_Problem statement_: Could you write out every entry exactly as it stands?

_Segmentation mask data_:
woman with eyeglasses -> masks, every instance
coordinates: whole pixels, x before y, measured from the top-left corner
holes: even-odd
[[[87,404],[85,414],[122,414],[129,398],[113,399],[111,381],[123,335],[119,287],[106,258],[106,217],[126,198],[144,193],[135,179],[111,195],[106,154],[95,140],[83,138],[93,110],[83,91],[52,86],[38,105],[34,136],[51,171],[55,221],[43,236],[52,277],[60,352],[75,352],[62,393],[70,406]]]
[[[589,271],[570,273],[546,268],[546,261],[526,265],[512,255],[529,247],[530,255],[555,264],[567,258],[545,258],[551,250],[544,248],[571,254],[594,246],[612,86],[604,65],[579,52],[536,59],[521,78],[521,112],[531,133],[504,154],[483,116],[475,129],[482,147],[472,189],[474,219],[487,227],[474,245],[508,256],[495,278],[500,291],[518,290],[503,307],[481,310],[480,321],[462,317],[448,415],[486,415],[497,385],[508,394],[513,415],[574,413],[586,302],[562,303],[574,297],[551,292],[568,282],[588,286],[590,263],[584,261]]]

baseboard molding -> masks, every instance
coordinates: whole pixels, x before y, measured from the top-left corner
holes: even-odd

_Response_:
woman with eyeglasses -> masks, every instance
coordinates: whole pixels, x before y, measured from the top-left corner
holes: even-odd
[[[87,404],[85,414],[122,414],[129,398],[113,399],[111,381],[123,335],[119,287],[106,258],[106,217],[126,198],[144,193],[135,179],[111,195],[106,154],[95,140],[83,138],[93,110],[83,91],[52,86],[38,105],[34,136],[51,171],[55,221],[43,236],[52,277],[60,352],[75,352],[62,393],[70,406]]]
[[[589,271],[570,273],[546,268],[546,261],[526,265],[512,255],[529,247],[530,255],[555,264],[567,258],[545,258],[551,250],[544,248],[571,254],[594,246],[612,86],[604,65],[579,52],[536,59],[521,78],[521,112],[531,133],[504,154],[483,116],[475,129],[482,147],[472,189],[474,219],[487,227],[474,245],[508,256],[495,278],[500,291],[518,290],[503,307],[481,310],[480,321],[462,317],[448,415],[486,415],[497,385],[508,394],[513,415],[574,413],[586,302],[562,303],[574,297],[551,292],[568,282],[588,286],[590,263],[584,261]]]

baseboard molding -> masks, every instance
coordinates: whole pixels, x before y, measured from the top-left corner
holes: even-odd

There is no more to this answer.